- **Reading text**
A Global Pandemic and its Growing Effect on Ottawa County
Eight months ago, the COVID-19 pandemic seemed so far away--a virus with high infection rates in Asia and Europe. Over the months, however, the pandemic has infiltrated Ottawa County, and the sharp spike in local cases can be credited in part to the public school system. When the Spring Lake Public School system first reopened their doors, students came and saw how different the buildings were with installations meant to prevent the spread of the deadly virus. A hybrid schedule allowed students to social distance, and warm weather let students eat or walk outside the building. However, the onset of winter weather, combined with the community growing tired of regulation, have contributed to a spike in Ottawa County infections and the quarantining of many Spring Lake High School students.
When a student tests positive, peers in their near vicinity during class, are quarantined and monitored closely for symptoms. While many people may view this procedure as unnecessary or unfair to students who simply had the bad luck to sit next to an infected student, such regulations are crucial to stop the spread in the schools.

- **Exercise instructions**
A – Retype the passage from the Ottawa County pandemic article between "A Global Pandemic" and "High School students.", inclusive.
B – Condense the paragraph of the Ottawa County pandemic article that begins "Eight months ago" into a shorter version that keeps its main facts.
C – Continue the Ottawa County pandemic article from its final sentence.
You won't need the material that comes after this article.

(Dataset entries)
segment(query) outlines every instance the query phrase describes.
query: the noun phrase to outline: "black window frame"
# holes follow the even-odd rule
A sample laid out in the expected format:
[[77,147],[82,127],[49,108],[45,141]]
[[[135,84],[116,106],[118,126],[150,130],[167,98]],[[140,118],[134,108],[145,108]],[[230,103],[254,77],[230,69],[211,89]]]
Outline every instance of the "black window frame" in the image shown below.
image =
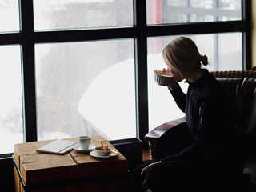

- **Results**
A –
A Global Pandemic and its Growing Effect on Ottawa County
Eight months ago, the COVID-19 pandemic seemed so far away--a virus with high infection rates in Asia and Europe. Over the months, however, the pandemic has infiltrated Ottawa County, and the sharp spike in local cases can be credited in part to the public school system. When the Spring Lake Public School system first reopened their doors, students came and saw how different the buildings were with installations meant to prevent the spread of the deadly virus. A hybrid schedule allowed students to social distance, and warm weather let students eat or walk outside the building. However, the onset of winter weather, combined with the community growing tired of regulation, have contributed to a spike in Ottawa County infections and the quarantining of many Spring Lake High School students.

B – COVID-19 once seemed a distant problem centered in Asia and Europe, but it has since reached Ottawa County, where the public school system is partly responsible for a sharp rise in local cases. When Spring Lake Public Schools reopened, the buildings had new installations to prevent spread, a hybrid schedule allowed social distancing, and warm weather let students eat or walk outdoors. Winter weather and the community's growing fatigue with regulations have since contributed to a spike in county infections and the quarantining of many Spring Lake High School students.

C –
A valiant attempt to protect the students has been made by a number of staff. English teacher, Mrs. Strobel, has been a strict enforcer of social distancing regulations since the very beginning. Yet, as cases rise within the county, she believes that the school is doing their best. Mrs. Strobel says, “It’s a social contract for myself and my students --it’s not about politics or morality” and “I admire that kids are facing this.” By a social contract, she is referencing the precautions and quarantining that the community has undergone in order to protect themselves and others.
A pandemic is a time for people to come together, support one another, and protect each other’s health by abiding with public health regulations. Acts of selfless heroism and kindness spread light through a time of darkness. People with these attributes reside within Ottawa County and are dedicated to protecting the safety of others. The time of a pandemic is not endless. When it ends, people will emerge stronger and more empathetic than before. Strict public health guidelines are not permanent--they too will come to an end, as all things do. If Spring Lake remains vigilant against the threat of COVID-19, the community will stop the spread and save numerous lives in the process.